- **Text to read**:
----------------------------------------
- Dates: 12–15 May
- Host city: Gaborone, Botswana
- Venue: University of Botswana Stadium
- Level: Under-20
- Events: 44

= 2011 African Junior Athletics Championships =

The 2011 African Junior Athletics Championships were held at the University of Botswana Stadium in Gaborone, Botswana from 12 to 15 May. It was the tenth edition of the continental athletics tournament for African athletes aged 19 years or younger. Over 700 athletes from 28 countries announced their desire to participate in the event over four days of track and field competitions, which featured 22 events from men and 22 events for women.

South Africa topped the medal table with thirteen gold and silver medals. Ethiopia and Egypt both won six events, while Kenya and Nigeria rounded out the top five. Seventeen nations reached the medal table at the competition. El Mehdi Kabbachi was a double gold medallist for Morocco, winning both the men's long and triple jump competitions. Namibian thrower Charlene Engelbrecht won both her country's medals with runner-up performances in the shot put and discus.

Among the other medallists, Uganda's Annet Negesa took an 800 m/1500 m double, including a Ugandan record in the latter event. The women's Egyptian record in the high jump was broken by Besnet Moussad Mohamed, who won gold. Aynalem Eshetu of Ethiopia improved the African record to win the women's 5000 m walk. Her teammate Magiso Manedo excelled in the sprints: she won the 400 m, set an Ethiopian record to take the 200 m silver medal and anchored the 4 × 400 metres relay team to another national record and the bronze medal.

Outside of the medallists, strong performances came from javelin fourth-placer Adriaan Beukes, who broke the Botswana record, and Phumlile Ndzinisa of Swaziland ran Swazi records in the 200 m and 400 m finals. Further to this, Egypt's Hamada Mohamed (fourth in the 800 m) set an Egyptian junior record.
----------------------------------------
- **Data block**:
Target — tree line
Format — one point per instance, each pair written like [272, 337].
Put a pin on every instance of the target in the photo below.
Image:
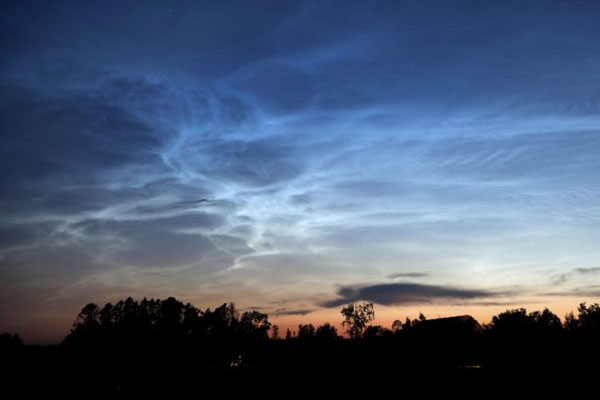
----------------------------------------
- **Set problem 1**: In the championships text, reproduce the passage from "South Africa topped" to "put and discus.", substituting "Algeria" for "Morocco".
- **Set problem 2**: Condense the paragraph of the championships text that begins "Among the other medallists" into a bulleted list that keeps its main facts.

- **Complete answer 1**:
South Africa topped the medal table with thirteen gold and silver medals. Ethiopia and Egypt both won six events, while Kenya and Nigeria rounded out the top five. Seventeen nations reached the medal table at the competition. El Mehdi Kabbachi was a double gold medallist for Algeria, winning both the men's long and triple jump competitions. Namibian thrower Charlene Engelbrecht won both her country's medals with runner-up performances in the shot put and discus.

- **Complete answer 2**:
- Annet Negesa (Uganda): won the 800 m and 1500 m, setting a Ugandan record in the 1500 m.
- Besnet Moussad Mohamed: won the women's high jump and broke the Egyptian record.
- Aynalem Eshetu (Ethiopia): won the women's 5000 m walk with an improved African record.
- Magiso Manedo (Ethiopia): won the 400 m, took 200 m silver with an Ethiopian record, and anchored the 4 × 400 metres relay to bronze and another national record.